### 给定文章
编程开发习题Delete and Earn

编程开发习题Delete and Earn。

原题目如下所示：

Given an array nums of integers, you can perform operations on the
array.

In each operation, you pick any nums[i] and delete it to earn nums[i]
points. After, you must delete every element equal to nums[i] - 1 or
nums[i] + 1.

You start with 0 points. Return the maximum number of points you can
earn by applying such operations.

Example 1:
Input: nums = [3, 4, 2]
Output: 6
Explanation: Delete 4 to earn 4 points, consequently 3 is also deleted. Then, delete 2 to earn 2 points. 6 total points are earned.

Example 2:
Input: nums = [2, 2, 3, 3, 3, 4]
Output: 9
Explanation: Delete 3 to earn 3 points, deleting both 2’s and the 4. Then, delete 3 again to earn 3 points, and 3 again to earn 3 points. 9 total points are earned.

Note:
The length of nums is at most 20000.
Each element nums[i] is an integer in the range [1, 10000].

题目的大概意思就是给出一组数，然后你需要通过删除其中的一个数并获得其数值相等的点数，假设这个数为i，那么一旦选了i，就要从数组中删除与i-1或i+1数值相等的数，求能得到的最大点数。

这道题开始入手时就想到应该是一个动态规划问题，可以从子问题来开始考虑动态规划的方程，可以用skip和take两个数组来分别代表当前最大点数或是选择这个数时的点数，即出现下列动态规划方程：

take[i] = skip[i-1] + values[i];
skip[i] = Math.max(skip[i-1], take[i-1]);

所以根据上述方程就可以进行编程了，源代码如下：

class Solution {
public:
    int deleteAndEarn(vector& nums) {
        int n = 10001;
        vector values(n, 0);
        for (int num : nums)
            values[num] += num;

        int take = 0, skip = 0;
        for (int i = 0; i < n; i++) {
            int takei = skip + values[i];
            int skipi = max(skip, take);
            take = takei;
            skip = skipi;
        }
        return max(take, skip);
    }
};

### 练习任务 A
根据 Delete and Earn 一文回答：
(i) 例 1 中输入 nums = [3, 4, 2] 时，输出是多少？
(ii) 题目的 Note 部分规定 nums 的长度最多是多少？
(iii) 源代码中变量 n 被赋值为多少？
下面这些记录与 Delete and Earn 一文毫无关联。

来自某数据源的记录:
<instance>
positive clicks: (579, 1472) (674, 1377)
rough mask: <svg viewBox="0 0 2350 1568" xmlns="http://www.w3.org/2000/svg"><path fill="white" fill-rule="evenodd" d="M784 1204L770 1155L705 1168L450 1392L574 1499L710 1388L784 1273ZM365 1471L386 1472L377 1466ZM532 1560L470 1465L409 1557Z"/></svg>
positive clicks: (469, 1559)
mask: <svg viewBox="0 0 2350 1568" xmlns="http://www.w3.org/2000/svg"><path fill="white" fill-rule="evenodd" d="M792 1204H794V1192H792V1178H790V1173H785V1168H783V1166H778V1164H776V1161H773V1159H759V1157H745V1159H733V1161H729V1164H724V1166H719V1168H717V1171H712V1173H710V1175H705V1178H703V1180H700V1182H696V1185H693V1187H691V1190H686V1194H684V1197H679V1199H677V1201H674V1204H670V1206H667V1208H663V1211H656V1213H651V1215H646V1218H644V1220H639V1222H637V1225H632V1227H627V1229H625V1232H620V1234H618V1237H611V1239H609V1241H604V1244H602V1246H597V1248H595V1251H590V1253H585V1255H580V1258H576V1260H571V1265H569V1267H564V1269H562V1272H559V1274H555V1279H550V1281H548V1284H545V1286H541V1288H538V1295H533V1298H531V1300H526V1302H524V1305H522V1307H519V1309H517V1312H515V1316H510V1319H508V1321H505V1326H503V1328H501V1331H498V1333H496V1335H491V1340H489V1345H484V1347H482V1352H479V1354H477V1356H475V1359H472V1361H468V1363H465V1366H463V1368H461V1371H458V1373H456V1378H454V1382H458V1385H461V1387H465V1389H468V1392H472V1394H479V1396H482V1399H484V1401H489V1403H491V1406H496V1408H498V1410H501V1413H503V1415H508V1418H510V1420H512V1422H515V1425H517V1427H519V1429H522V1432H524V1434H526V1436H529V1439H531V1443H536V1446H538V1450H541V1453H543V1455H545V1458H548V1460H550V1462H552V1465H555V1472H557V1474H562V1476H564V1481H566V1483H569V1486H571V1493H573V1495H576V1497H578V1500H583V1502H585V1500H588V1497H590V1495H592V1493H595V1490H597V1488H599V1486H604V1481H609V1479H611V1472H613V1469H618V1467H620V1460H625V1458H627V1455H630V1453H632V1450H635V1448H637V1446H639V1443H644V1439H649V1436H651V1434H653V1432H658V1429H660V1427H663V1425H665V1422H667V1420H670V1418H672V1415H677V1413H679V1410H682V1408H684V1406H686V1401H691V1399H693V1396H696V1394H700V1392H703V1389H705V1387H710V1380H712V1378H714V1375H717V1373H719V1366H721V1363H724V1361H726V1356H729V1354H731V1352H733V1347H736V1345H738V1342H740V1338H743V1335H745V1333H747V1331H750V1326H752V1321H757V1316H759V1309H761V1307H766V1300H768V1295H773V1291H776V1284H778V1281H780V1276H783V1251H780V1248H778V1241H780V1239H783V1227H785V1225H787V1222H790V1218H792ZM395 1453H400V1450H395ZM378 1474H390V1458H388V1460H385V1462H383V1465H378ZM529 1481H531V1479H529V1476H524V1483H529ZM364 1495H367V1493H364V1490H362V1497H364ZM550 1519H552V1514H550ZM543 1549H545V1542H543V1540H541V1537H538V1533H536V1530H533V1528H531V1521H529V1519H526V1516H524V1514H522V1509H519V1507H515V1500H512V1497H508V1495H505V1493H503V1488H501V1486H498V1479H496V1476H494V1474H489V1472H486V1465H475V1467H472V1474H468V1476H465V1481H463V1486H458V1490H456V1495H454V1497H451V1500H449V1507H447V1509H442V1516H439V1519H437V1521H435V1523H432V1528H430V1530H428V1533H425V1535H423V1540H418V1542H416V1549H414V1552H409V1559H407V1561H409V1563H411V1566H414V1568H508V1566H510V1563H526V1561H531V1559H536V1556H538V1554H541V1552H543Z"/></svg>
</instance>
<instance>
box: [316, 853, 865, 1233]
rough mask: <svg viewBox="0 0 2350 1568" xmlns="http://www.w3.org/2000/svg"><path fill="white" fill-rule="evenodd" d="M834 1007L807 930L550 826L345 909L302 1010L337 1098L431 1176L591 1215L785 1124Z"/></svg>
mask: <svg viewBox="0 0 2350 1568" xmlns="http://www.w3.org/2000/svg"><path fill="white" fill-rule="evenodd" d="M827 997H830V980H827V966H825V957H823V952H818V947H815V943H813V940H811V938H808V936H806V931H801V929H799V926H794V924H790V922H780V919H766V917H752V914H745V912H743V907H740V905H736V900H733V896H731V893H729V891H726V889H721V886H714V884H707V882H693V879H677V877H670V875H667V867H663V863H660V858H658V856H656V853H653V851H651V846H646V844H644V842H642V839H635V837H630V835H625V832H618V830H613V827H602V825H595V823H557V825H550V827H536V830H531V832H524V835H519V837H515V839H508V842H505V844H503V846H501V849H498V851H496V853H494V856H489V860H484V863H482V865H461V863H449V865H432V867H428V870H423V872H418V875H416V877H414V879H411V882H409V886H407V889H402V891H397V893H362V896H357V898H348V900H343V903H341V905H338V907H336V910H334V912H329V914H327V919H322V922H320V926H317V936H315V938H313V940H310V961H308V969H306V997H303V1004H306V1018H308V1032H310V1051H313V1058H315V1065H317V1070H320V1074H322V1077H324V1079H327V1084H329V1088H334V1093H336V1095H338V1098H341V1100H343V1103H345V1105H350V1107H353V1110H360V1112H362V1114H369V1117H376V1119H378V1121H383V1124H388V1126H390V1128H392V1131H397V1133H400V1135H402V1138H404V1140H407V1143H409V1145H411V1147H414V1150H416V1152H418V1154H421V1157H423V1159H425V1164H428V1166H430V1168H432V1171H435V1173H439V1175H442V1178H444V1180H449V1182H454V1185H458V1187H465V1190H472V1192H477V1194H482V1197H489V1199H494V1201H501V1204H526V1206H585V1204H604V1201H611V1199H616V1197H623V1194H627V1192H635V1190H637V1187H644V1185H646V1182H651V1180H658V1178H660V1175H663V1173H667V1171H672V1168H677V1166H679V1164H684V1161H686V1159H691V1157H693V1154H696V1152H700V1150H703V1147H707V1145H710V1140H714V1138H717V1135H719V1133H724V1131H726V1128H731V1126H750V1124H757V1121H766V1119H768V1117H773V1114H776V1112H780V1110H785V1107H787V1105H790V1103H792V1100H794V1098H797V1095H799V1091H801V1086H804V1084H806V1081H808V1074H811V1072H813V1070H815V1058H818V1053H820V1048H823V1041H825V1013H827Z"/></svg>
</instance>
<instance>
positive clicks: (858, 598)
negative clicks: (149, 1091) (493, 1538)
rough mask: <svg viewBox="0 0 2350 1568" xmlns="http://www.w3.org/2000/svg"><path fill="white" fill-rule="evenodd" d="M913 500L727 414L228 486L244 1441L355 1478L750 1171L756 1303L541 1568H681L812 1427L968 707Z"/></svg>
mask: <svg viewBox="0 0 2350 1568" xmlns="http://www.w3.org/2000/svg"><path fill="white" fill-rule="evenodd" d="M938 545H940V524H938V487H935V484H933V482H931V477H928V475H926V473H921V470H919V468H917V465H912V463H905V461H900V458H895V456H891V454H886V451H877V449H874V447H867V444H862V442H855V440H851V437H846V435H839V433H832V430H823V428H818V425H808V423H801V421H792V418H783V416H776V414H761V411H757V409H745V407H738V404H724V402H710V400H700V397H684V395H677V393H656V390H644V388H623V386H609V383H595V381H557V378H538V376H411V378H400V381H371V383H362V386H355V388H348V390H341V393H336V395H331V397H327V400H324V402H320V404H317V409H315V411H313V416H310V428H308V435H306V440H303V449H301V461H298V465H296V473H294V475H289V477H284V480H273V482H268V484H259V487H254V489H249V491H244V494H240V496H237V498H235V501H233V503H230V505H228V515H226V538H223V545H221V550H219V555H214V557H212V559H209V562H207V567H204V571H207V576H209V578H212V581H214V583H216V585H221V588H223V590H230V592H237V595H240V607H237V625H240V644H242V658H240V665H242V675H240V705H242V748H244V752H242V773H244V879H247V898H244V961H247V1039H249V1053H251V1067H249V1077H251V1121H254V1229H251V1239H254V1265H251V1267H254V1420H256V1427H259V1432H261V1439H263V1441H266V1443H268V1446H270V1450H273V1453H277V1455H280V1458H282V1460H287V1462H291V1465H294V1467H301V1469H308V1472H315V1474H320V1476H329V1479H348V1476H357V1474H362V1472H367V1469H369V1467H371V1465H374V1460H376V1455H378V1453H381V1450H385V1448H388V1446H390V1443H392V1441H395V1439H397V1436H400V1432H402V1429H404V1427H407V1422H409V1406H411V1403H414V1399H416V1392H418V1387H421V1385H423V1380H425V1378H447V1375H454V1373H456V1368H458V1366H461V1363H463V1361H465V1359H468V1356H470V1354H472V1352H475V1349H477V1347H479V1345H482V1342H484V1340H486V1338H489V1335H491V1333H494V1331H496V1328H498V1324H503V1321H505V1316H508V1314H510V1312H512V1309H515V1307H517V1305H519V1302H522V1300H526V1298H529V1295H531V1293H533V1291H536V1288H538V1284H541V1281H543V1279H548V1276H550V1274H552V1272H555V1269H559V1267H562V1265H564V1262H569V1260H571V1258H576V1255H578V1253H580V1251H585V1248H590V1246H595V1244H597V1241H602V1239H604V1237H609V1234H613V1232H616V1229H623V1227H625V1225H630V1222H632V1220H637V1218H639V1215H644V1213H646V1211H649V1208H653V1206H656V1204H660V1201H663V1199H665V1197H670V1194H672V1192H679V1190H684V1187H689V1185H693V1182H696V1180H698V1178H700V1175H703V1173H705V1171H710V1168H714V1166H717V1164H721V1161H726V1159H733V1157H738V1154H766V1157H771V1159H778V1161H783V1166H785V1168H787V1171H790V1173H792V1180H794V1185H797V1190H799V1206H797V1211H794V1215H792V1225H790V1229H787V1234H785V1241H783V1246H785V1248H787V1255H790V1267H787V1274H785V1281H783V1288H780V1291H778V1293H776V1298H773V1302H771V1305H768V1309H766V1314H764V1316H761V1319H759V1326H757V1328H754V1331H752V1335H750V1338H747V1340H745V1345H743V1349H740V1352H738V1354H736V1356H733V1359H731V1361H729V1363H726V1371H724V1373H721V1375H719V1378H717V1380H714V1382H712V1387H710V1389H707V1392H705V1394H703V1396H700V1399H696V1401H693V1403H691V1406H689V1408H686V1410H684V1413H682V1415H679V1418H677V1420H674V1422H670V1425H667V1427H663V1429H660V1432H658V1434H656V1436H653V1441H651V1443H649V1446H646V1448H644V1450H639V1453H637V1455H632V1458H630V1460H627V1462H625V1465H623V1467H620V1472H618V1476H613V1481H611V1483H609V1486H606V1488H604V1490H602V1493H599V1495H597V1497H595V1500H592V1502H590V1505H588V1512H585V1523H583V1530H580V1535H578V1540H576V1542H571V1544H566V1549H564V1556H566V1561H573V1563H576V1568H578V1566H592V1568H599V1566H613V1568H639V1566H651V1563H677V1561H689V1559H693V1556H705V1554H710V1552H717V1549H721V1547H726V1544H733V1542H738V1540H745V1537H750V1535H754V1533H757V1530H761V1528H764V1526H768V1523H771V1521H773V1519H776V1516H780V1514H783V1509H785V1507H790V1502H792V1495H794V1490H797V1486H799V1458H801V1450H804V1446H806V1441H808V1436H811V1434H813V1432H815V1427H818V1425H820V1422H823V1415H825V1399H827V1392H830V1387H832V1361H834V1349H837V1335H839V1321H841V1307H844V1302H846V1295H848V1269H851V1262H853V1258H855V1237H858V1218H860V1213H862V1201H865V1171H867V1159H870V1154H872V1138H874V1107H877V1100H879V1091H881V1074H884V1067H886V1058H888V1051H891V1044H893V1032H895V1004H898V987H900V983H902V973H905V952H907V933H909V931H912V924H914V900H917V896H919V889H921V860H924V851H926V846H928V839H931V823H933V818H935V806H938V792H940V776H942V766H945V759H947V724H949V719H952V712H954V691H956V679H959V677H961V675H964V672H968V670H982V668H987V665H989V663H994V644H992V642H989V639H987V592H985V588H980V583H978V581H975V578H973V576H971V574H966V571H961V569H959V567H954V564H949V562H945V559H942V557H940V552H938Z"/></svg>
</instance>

### 练习任务 B
请照录记录中从第一行起、到包含“positive clicks: (469, 1559)”的那一行为止的各行，首尾两行都要包含在内。

### 任务结果 A
(i) 6
(ii) 20000
(iii) 10001

### 任务结果 B
<instance>
positive clicks: (579, 1472) (674, 1377)
rough mask: <svg viewBox="0 0 2350 1568" xmlns="http://www.w3.org/2000/svg"><path fill="white" fill-rule="evenodd" d="M784 1204L770 1155L705 1168L450 1392L574 1499L710 1388L784 1273ZM365 1471L386 1472L377 1466ZM532 1560L470 1465L409 1557Z"/></svg>
positive clicks: (469, 1559)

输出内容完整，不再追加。